• **Object outline annotations**:

--------------------------------

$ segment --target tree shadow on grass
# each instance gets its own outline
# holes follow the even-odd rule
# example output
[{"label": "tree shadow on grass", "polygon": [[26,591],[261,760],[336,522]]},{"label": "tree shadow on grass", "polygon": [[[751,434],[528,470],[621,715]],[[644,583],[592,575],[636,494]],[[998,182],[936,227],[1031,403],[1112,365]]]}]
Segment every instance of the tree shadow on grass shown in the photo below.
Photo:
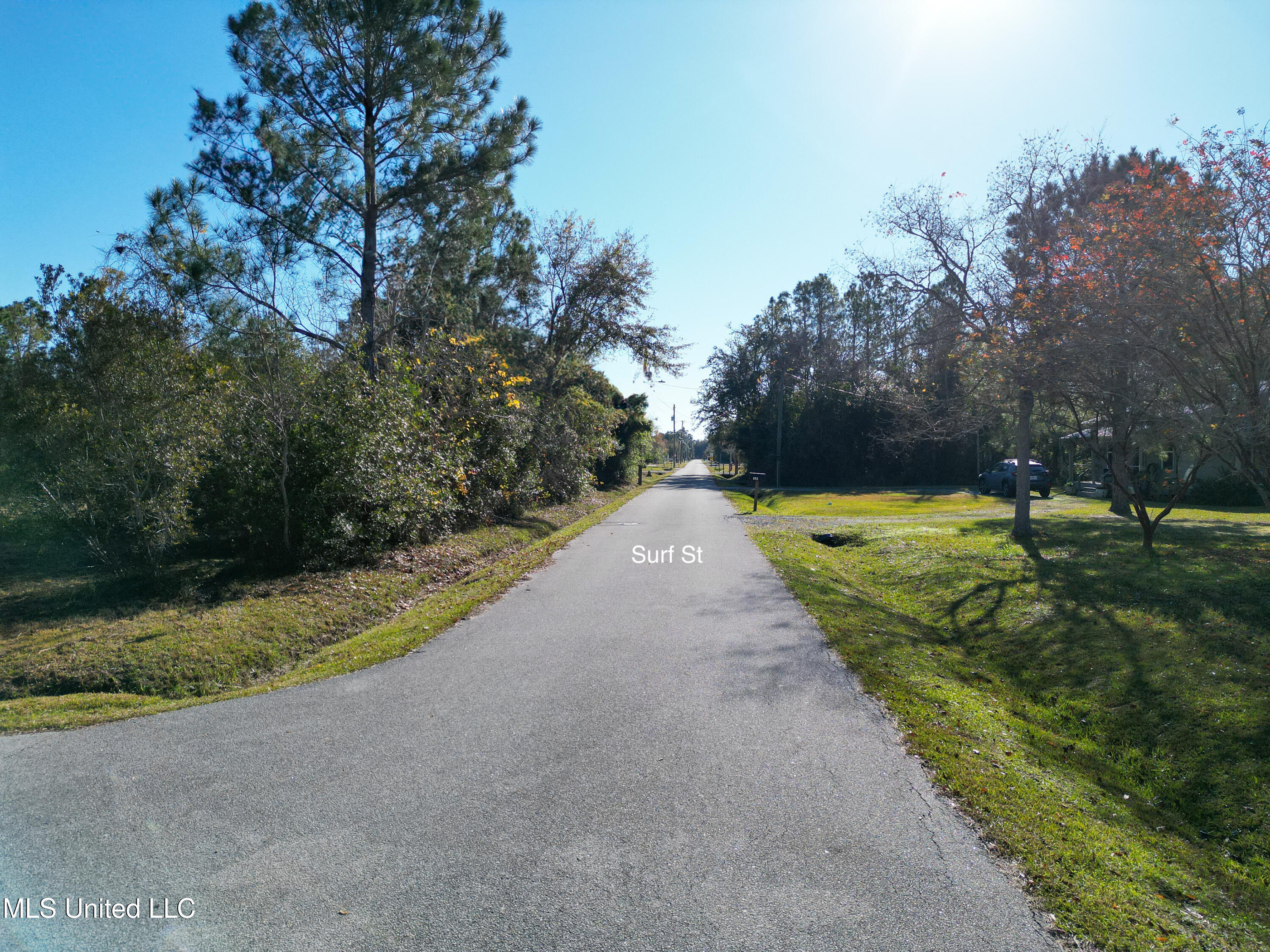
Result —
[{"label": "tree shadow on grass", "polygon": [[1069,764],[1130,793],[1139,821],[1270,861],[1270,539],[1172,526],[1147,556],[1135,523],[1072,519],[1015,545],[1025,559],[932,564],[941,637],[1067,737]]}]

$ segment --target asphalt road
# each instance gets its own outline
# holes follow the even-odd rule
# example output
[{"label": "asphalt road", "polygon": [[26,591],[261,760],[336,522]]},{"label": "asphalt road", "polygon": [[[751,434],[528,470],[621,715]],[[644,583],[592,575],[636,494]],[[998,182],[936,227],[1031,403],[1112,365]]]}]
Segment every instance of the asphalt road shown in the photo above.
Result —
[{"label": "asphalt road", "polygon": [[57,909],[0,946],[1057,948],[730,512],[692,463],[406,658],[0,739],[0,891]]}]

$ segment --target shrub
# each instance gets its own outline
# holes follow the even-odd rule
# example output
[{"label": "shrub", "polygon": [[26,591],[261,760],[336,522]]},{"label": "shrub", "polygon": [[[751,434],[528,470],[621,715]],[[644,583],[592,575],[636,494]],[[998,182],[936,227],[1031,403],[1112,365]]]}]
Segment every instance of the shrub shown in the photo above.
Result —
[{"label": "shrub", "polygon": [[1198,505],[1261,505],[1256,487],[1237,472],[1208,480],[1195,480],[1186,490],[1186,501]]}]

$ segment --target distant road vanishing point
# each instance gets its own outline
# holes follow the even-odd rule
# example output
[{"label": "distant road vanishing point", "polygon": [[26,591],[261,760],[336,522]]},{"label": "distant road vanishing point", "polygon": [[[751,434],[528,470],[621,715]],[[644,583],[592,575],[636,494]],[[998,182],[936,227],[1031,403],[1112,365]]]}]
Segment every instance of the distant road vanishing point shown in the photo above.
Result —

--------------------------------

Extract every line of the records that contains the string "target", copying each such line in the order it appears.

• **Reply**:
$ segment --target tree shadow on grass
$ segment --target asphalt road
$ segment --target shrub
$ segment --target distant road vanishing point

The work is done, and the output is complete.